[RECORDS FOR THE TASK]
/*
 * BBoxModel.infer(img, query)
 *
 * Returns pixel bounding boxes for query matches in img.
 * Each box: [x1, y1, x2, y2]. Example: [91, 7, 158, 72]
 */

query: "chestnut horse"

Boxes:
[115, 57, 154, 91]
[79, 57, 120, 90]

[INSTRUCTIONS TO FOLLOW] Copy the items above line for line, changing no character.

[TASK OUTPUT]
/*
 * BBoxModel.infer(img, query)
 *
 * Returns pixel bounding boxes for query matches in img.
 * Each box: [x1, y1, x2, y2]. Example: [91, 7, 158, 72]
 */

query: "chestnut horse"

Boxes:
[115, 57, 154, 91]
[79, 57, 120, 90]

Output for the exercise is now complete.